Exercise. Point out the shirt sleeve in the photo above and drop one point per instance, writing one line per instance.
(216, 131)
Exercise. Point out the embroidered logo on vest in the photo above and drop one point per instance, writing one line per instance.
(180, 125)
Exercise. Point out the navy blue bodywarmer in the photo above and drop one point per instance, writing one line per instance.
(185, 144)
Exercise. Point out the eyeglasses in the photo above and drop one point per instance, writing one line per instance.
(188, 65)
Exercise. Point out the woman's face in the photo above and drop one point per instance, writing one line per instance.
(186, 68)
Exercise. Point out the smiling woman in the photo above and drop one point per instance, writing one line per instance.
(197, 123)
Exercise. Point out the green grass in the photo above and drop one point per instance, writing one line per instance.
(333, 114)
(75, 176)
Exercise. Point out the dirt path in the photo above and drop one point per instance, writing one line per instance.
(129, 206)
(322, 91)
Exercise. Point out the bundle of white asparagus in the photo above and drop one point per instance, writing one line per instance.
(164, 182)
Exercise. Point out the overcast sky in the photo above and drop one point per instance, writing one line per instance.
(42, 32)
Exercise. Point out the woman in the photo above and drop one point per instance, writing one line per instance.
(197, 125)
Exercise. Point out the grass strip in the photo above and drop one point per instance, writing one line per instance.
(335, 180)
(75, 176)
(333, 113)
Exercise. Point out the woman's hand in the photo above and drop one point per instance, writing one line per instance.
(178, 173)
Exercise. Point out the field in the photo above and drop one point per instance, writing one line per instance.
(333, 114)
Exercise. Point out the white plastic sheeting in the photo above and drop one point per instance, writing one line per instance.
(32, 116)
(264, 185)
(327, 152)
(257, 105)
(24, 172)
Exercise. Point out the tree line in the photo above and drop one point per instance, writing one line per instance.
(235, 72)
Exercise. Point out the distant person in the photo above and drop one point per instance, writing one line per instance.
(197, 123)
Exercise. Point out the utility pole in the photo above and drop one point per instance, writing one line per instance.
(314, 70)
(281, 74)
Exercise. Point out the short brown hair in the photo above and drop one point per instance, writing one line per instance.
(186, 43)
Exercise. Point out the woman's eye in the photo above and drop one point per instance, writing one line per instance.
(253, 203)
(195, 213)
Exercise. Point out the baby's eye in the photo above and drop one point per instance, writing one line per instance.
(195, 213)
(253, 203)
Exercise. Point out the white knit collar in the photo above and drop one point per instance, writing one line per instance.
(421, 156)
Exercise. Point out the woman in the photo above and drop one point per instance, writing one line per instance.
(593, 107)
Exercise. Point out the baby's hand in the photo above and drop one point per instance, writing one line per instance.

▬▬▬▬▬▬

Repeat the preceding lines exactly, please, every one of them.

Exercise. Point out the shirt sleeve in the photo above and drop one point per instance, writing one line per instance.
(216, 131)
Exercise. Point out the embroidered logo on vest in the photo above and drop one point per instance, writing one line per instance.
(180, 125)
Exercise. Point out the navy blue bodywarmer in the photo above and drop one point per instance, writing one line per instance.
(185, 144)
Exercise. Point out the eyeglasses in the photo above and drop one point per instance, writing one line per instance.
(188, 65)
Exercise. Point out the woman's face in the photo above and drop one point per instance, writing one line per instance.
(186, 68)
Exercise. Point out the smiling woman in the photo above and drop one point per instance, writing one line per instance.
(197, 123)
Exercise. Point out the green grass in the photo above and drop one point per instance, writing one line per instance.
(333, 114)
(75, 176)
Exercise. Point out the dirt path in the photo above and drop one point per instance, writing one line per instance.
(129, 206)
(322, 91)
Exercise. Point out the bundle of white asparagus in the photo above and drop one point per instance, writing one line per instance.
(164, 182)
Exercise. Point out the overcast sky in the photo above and drop one point per instance, writing one line per instance.
(42, 32)
Exercise. Point out the woman in the photo above and drop one point per instance, writing one line per instance.
(197, 125)
Exercise. Point out the grass strip in the photo above and drop one point per instance, writing one line per instance.
(335, 180)
(75, 176)
(333, 113)
Exercise. Point out the woman's hand in the photo above and drop one point per instance, writing one line per instance.
(178, 173)
Exercise. Point out the field in the photo above and drop one point per instance, writing one line per instance.
(333, 114)
Exercise. Point out the white plastic sheeting in the photo above and drop one point per instance, writing one line per instance.
(32, 116)
(264, 185)
(327, 152)
(257, 105)
(24, 172)
Exercise. Point out the tree line in the photo above and drop one point per instance, writing one line per instance.
(235, 72)
Exercise. Point out the distant person in the photo above and drop one point per instance, writing one line per instance.
(197, 123)
Exercise. Point out the utility pole in the photo above and drop one point per instance, writing one line per instance.
(314, 70)
(281, 74)
Exercise. Point out the short brown hair in the photo above and drop one point per instance, writing one line per instance.
(186, 43)
Exercise. Point out the woman's eye in the photo above and drop one point per instance, writing one line per instance.
(253, 203)
(195, 213)
Exercise. Point out the baby's eye in the photo above and drop one point per instance, writing one line per instance.
(195, 213)
(253, 203)
Exercise. Point out the white knit collar in the photo above and drop one point per instance, writing one line per instance.
(421, 156)
Exercise. Point out the woman in the photo above and drop one point per instance, writing one line per instance.
(593, 107)
Exercise. Point out the baby's hand in the photo above and drop one point per instance, writing one line per instance.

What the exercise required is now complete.